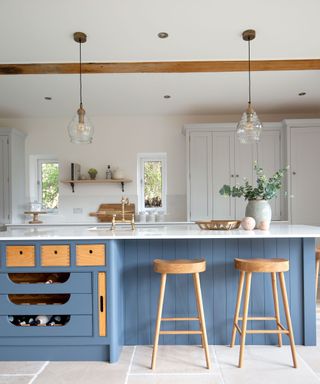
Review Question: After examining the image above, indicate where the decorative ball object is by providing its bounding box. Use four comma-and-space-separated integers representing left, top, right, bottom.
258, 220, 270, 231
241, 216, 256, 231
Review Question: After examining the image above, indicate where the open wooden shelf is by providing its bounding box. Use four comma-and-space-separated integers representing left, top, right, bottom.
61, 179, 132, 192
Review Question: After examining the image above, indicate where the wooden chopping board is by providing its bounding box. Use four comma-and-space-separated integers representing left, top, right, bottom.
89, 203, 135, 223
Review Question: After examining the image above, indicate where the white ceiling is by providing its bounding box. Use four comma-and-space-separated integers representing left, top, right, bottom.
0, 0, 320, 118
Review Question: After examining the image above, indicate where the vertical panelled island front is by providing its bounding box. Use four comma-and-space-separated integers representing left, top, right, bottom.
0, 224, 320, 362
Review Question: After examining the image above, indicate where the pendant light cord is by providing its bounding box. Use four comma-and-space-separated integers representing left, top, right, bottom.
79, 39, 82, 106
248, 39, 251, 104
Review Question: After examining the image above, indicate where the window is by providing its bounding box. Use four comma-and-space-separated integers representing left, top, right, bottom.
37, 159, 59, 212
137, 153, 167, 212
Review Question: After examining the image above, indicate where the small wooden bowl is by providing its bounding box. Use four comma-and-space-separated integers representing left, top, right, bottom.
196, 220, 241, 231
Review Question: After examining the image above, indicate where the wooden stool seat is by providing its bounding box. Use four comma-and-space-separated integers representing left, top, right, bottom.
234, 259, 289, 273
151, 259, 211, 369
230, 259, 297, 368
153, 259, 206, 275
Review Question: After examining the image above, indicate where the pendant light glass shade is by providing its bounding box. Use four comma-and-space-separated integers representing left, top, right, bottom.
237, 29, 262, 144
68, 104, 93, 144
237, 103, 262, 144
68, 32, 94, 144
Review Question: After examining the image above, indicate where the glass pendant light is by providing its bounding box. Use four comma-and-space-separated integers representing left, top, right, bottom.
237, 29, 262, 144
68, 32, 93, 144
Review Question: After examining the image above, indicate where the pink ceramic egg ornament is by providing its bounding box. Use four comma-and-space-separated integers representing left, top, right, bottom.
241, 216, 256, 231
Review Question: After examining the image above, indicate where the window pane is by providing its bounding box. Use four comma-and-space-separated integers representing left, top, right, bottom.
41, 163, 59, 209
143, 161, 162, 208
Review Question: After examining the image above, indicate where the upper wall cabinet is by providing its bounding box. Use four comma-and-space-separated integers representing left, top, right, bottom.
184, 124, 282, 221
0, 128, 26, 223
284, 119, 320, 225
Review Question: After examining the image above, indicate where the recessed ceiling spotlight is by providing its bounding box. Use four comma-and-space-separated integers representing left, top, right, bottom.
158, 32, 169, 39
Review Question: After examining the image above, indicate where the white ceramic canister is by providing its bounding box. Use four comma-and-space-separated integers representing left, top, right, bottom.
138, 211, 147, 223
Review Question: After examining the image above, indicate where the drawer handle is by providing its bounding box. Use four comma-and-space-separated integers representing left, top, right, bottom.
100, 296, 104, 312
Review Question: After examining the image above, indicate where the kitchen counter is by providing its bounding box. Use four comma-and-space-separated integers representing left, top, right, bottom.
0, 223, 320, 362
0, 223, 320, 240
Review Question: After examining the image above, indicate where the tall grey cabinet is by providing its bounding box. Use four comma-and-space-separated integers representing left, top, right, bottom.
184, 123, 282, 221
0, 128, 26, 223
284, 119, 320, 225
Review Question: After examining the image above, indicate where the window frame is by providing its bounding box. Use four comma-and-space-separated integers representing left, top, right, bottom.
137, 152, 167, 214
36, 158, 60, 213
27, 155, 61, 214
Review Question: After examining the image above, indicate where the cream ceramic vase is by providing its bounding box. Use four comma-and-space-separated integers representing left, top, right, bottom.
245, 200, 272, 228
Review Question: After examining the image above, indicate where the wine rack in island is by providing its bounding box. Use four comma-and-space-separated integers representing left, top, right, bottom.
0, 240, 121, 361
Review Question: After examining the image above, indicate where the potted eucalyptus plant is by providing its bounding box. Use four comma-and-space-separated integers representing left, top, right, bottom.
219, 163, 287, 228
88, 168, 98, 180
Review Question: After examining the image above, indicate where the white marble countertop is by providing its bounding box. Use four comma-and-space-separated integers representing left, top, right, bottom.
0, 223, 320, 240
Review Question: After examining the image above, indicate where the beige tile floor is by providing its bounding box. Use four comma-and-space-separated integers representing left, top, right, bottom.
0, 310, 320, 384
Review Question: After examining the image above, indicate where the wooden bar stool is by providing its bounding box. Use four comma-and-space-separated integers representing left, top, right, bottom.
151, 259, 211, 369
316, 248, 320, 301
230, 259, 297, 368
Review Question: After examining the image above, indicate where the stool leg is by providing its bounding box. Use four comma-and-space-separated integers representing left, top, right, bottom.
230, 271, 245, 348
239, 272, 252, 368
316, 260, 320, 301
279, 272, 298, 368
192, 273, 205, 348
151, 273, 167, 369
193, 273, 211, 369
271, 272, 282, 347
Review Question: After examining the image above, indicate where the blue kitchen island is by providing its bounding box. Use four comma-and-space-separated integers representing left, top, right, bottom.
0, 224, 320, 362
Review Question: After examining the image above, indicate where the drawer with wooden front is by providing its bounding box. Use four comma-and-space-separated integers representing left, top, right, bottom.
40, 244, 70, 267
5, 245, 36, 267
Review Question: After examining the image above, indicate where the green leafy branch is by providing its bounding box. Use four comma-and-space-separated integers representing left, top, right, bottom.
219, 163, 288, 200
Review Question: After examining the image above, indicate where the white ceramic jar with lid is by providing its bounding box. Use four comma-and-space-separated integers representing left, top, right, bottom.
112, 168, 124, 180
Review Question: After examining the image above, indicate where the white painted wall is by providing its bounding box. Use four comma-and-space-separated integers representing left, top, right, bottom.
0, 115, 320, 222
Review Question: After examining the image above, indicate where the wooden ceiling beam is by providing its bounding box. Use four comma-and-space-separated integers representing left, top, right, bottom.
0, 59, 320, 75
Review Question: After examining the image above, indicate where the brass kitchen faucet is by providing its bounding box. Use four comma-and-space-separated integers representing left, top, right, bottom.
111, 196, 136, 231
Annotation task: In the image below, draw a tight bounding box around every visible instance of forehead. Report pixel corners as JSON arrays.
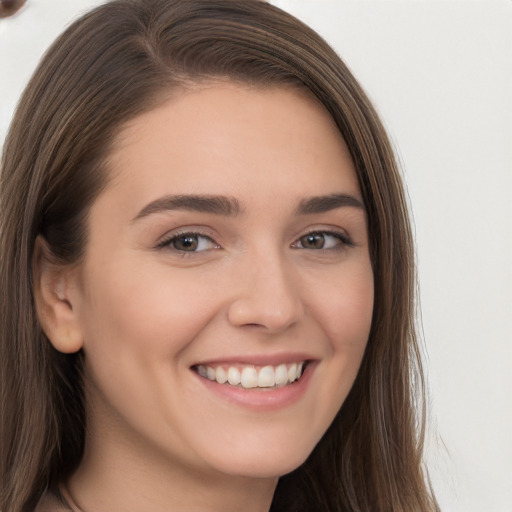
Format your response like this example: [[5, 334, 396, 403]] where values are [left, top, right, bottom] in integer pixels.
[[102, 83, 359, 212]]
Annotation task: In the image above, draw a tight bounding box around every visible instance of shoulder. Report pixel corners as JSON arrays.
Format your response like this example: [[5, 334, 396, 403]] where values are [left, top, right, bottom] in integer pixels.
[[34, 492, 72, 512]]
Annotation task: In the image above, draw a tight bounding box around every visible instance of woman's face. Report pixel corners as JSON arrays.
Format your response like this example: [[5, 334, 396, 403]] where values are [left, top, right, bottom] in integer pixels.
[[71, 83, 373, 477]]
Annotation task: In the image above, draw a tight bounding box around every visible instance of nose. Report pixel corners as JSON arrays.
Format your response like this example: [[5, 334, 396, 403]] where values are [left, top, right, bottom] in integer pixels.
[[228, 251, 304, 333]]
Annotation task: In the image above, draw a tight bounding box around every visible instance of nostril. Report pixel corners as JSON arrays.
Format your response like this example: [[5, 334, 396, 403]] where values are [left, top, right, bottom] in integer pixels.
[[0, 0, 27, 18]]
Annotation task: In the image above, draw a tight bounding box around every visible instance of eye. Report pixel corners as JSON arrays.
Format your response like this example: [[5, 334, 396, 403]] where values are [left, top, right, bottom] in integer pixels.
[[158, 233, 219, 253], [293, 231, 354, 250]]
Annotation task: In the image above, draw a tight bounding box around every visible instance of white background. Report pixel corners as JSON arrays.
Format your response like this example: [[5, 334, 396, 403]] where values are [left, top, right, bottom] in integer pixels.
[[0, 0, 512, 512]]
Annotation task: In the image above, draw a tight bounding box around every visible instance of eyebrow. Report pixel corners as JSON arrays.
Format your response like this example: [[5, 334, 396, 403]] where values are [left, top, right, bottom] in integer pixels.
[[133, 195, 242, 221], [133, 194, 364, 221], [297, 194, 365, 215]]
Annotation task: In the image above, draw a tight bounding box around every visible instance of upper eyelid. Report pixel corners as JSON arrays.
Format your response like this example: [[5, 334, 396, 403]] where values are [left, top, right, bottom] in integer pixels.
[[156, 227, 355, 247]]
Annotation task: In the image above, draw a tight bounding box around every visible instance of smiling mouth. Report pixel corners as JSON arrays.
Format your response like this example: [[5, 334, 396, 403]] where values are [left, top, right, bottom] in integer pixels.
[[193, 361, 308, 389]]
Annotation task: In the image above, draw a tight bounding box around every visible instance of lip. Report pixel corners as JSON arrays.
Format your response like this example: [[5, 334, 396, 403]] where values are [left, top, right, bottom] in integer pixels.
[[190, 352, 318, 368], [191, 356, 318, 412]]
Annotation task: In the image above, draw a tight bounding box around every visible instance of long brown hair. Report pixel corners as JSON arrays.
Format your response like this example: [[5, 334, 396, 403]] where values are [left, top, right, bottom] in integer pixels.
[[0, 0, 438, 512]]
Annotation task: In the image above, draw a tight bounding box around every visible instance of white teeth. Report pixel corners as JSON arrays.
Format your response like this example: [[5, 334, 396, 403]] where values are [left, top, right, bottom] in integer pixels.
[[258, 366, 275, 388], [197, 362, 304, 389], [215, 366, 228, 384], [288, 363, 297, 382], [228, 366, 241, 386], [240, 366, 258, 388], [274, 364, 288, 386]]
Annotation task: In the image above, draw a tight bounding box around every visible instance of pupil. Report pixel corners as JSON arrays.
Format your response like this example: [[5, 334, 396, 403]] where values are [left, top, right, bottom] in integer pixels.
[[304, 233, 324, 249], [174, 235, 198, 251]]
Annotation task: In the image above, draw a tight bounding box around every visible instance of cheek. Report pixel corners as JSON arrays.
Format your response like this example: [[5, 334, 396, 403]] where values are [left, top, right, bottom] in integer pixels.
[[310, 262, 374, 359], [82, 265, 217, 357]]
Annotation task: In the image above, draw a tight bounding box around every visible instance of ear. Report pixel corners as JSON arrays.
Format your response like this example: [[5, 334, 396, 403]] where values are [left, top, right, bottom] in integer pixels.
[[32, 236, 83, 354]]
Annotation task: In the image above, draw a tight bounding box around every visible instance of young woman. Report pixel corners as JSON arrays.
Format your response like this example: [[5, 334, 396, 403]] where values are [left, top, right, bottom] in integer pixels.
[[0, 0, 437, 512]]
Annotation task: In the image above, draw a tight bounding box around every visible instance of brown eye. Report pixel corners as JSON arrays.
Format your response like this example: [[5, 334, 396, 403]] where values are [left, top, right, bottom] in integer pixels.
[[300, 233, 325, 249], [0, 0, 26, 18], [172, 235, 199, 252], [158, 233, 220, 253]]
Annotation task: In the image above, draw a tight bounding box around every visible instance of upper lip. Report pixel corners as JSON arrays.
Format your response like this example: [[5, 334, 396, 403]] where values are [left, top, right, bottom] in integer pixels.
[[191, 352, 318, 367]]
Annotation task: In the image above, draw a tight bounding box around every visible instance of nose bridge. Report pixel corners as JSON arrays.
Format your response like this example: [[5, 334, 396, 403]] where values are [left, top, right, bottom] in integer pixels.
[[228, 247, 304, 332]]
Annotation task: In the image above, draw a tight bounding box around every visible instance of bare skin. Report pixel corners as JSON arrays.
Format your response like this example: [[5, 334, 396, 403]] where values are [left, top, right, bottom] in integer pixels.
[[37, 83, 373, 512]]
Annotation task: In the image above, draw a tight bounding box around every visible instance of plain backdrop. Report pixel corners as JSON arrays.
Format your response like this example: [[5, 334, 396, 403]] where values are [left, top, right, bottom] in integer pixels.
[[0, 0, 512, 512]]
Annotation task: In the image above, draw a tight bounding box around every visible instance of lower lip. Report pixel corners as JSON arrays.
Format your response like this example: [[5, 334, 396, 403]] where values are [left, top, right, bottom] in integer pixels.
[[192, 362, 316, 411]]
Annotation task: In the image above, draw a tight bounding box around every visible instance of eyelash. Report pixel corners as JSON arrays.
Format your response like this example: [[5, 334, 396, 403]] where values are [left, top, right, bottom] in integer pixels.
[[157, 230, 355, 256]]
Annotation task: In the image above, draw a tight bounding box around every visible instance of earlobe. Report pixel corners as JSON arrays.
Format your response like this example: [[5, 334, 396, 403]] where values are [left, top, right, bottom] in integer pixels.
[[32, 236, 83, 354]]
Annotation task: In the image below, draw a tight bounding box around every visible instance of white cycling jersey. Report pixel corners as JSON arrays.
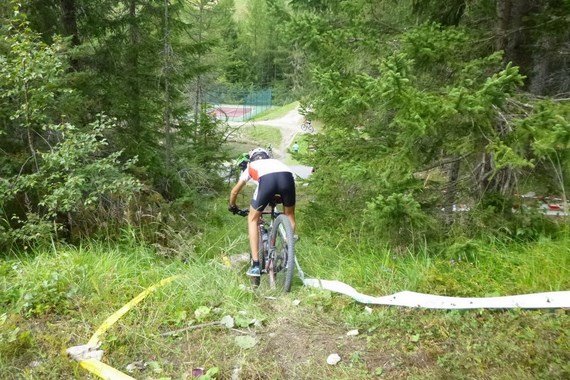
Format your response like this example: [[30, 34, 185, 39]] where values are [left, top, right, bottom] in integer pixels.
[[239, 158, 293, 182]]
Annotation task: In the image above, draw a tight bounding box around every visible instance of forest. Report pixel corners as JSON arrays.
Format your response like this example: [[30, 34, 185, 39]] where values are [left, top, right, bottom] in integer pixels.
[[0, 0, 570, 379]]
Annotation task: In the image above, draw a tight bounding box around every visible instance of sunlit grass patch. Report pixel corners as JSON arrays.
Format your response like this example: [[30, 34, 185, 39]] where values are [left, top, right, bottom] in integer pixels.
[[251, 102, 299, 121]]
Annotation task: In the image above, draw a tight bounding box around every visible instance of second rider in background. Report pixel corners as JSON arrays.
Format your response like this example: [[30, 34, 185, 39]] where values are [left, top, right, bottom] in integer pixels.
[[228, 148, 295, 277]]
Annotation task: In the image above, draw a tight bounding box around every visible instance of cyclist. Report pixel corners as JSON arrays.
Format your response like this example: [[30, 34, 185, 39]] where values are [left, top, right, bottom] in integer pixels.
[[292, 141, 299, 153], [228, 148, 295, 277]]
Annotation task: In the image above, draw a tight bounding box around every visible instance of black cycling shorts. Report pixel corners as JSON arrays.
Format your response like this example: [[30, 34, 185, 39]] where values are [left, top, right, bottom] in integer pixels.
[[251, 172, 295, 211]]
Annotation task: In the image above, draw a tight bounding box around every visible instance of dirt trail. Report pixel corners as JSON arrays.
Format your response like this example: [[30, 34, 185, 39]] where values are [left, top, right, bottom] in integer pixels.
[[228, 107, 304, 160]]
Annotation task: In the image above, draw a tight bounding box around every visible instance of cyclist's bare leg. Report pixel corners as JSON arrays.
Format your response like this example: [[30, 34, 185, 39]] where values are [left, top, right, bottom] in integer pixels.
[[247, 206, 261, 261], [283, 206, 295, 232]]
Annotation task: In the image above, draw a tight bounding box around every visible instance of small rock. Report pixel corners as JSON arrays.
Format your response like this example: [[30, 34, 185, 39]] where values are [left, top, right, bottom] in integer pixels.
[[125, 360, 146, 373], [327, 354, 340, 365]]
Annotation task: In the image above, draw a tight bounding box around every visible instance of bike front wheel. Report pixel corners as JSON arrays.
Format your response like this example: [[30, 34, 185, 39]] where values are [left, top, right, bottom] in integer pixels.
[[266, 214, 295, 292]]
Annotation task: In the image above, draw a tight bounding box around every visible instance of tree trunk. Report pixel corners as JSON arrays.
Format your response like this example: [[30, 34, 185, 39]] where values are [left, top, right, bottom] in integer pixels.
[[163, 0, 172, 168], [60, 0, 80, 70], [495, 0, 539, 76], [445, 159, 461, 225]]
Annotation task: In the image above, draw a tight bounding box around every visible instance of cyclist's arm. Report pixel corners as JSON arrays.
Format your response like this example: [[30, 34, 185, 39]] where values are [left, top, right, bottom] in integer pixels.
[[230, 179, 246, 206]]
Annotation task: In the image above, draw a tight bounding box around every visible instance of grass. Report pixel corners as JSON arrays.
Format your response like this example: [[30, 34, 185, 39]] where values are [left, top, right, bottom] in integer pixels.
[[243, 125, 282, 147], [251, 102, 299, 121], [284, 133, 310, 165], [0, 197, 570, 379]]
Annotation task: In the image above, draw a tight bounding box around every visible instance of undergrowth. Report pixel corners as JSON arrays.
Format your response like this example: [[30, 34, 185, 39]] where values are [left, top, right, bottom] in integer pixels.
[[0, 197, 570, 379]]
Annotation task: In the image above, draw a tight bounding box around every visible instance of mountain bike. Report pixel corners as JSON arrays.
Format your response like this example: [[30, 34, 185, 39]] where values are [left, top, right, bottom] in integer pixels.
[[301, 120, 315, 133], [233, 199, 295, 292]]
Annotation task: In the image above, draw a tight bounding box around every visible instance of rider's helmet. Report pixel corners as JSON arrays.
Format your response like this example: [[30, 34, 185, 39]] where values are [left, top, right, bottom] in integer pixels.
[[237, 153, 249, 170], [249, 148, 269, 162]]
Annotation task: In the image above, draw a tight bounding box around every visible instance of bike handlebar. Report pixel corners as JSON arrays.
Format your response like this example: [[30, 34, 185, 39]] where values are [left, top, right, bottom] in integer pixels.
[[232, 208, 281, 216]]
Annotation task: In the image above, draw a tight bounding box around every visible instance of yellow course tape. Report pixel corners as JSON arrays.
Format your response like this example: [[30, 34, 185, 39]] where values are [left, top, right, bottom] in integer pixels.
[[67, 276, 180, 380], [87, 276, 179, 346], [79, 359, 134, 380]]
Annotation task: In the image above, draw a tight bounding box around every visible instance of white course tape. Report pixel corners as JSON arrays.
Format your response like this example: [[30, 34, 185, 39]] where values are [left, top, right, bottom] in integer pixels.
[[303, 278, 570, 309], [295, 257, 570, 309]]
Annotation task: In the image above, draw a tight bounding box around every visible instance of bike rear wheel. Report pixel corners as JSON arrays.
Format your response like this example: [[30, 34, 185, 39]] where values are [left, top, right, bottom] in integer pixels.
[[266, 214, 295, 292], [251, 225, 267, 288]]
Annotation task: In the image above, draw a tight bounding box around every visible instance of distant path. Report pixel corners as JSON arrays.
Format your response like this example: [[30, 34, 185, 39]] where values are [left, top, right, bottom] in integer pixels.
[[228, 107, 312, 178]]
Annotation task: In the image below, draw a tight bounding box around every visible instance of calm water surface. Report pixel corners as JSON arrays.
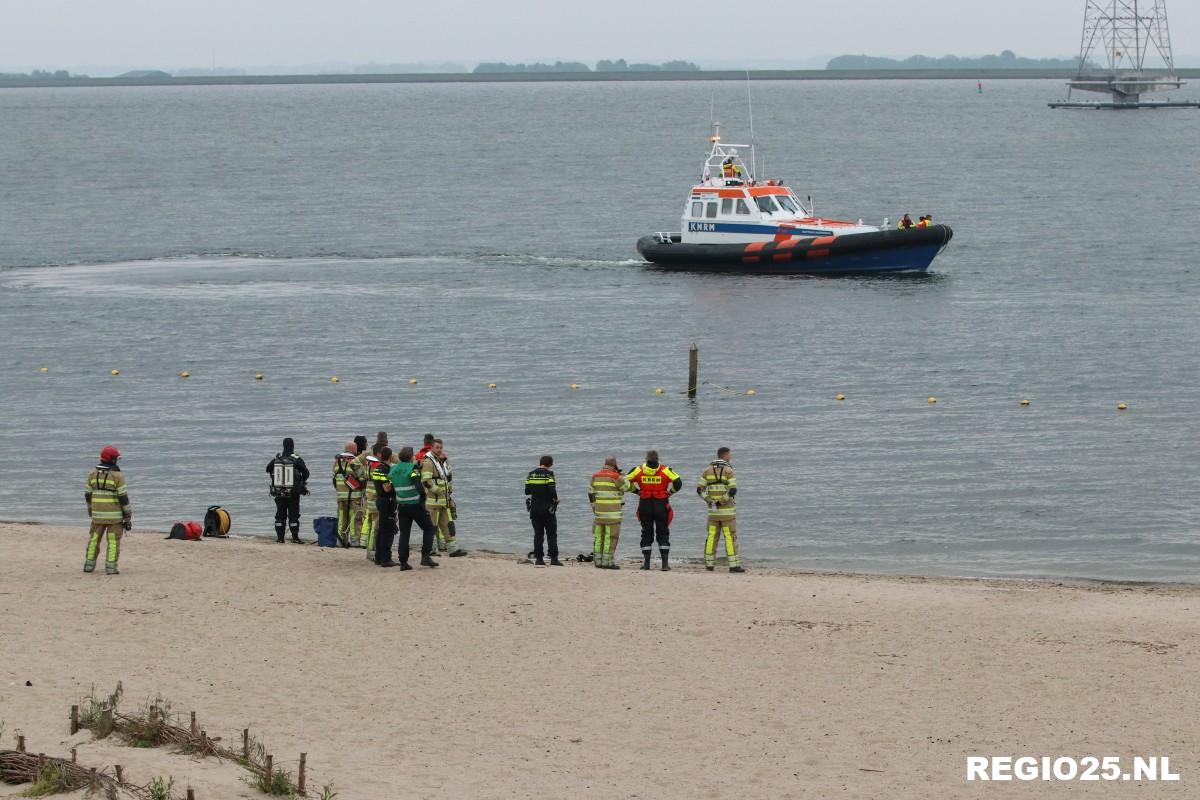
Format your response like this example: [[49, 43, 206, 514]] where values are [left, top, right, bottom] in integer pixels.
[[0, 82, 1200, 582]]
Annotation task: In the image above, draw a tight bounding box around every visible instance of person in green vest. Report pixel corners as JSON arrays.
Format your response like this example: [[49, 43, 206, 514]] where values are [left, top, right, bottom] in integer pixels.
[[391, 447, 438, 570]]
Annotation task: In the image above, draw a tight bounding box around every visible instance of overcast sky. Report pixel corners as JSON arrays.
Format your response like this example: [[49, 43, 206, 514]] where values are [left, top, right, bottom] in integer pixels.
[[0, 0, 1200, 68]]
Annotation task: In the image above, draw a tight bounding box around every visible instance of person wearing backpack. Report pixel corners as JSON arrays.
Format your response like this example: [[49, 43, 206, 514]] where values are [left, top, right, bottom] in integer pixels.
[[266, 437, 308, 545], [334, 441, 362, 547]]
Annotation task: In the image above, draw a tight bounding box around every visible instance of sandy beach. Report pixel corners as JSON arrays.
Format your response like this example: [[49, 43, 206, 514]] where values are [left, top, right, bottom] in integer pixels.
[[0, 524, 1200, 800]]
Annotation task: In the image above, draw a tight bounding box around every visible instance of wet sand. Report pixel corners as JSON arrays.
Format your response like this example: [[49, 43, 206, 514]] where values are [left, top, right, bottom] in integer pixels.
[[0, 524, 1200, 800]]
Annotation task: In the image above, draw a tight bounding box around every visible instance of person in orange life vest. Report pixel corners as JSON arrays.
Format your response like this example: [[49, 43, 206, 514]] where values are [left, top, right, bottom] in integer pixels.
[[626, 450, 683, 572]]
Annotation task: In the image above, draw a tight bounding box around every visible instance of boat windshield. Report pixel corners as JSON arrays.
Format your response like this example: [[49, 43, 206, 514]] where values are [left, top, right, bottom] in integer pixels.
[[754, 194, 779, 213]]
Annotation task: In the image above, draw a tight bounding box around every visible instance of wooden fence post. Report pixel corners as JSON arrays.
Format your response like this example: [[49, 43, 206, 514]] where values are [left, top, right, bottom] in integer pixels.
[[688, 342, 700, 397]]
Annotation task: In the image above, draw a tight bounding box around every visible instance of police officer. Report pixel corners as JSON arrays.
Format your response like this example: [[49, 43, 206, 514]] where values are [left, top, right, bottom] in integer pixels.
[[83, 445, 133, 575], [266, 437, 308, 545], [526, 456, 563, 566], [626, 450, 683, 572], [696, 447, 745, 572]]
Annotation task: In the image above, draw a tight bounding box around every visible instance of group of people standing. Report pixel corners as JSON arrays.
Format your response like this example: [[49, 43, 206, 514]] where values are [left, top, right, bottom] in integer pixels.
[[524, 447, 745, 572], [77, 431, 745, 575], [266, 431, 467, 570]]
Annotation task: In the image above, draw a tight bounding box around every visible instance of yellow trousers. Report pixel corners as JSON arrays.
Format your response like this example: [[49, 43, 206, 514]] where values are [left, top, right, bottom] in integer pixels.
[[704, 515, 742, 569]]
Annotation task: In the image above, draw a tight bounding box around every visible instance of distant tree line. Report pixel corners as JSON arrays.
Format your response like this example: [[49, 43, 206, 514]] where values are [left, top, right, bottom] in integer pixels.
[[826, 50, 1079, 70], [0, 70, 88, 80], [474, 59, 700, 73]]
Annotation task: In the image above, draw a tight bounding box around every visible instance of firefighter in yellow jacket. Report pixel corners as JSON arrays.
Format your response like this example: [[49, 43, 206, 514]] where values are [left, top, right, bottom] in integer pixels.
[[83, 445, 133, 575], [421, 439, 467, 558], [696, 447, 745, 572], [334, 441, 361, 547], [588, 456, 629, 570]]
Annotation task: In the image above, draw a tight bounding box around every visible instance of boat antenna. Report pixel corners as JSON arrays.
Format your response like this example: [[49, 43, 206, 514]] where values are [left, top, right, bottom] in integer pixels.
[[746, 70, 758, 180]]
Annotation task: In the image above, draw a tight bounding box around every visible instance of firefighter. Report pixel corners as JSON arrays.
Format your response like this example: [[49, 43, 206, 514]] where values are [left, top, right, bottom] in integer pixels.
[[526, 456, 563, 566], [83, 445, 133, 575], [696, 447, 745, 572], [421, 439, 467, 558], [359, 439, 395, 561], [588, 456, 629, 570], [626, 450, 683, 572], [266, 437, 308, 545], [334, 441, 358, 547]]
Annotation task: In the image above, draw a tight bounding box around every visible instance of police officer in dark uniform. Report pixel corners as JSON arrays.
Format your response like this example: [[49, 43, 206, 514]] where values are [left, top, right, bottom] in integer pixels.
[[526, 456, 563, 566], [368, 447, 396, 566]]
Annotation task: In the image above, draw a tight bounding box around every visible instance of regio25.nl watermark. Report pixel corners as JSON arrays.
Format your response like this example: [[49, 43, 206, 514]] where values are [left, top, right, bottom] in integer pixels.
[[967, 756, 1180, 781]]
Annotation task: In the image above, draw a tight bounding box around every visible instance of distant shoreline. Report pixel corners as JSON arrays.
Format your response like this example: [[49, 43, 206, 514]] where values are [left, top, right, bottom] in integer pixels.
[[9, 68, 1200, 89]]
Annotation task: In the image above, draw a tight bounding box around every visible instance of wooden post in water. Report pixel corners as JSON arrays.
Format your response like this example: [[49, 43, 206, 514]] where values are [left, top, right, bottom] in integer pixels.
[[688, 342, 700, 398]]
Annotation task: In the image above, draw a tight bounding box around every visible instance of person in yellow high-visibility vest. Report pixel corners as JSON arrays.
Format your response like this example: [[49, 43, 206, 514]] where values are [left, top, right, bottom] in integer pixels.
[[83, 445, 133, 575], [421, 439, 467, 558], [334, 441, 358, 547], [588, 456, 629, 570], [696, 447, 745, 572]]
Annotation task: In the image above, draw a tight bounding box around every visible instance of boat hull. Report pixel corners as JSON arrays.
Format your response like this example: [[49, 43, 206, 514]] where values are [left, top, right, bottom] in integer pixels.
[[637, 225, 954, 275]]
--------------------------------
• Written exercise: Reproduce the lines from the beginning of the records through the line containing "0, 0, 320, 118", renaming "Review Question" to "Practice Question" wherever it occurs and leaving everything else unchanged. Omit the pictures from your answer.

• The reply:
Practice Question: After examining the image above, indicate where the decorative ball object is by providing its bounding box. Use four comma-and-space-separated integers representing left, top, right, bottom.
258, 220, 270, 231
241, 216, 256, 231
Practice Question: After examining the image above, indicate where the open wooden shelf is by providing its bounding box. Use four comma-and-space-separated integers representing left, top, right, bottom.
61, 179, 132, 192
Practice Question: After examining the image above, indicate where the wooden chopping board is by providing its bounding box. Use four comma-and-space-separated integers representing left, top, right, bottom.
89, 203, 135, 223
Practice Question: After examining the image above, indicate where the white ceiling is by providing its bounding box. Use four comma-and-space-separated integers representing left, top, right, bottom.
0, 0, 320, 118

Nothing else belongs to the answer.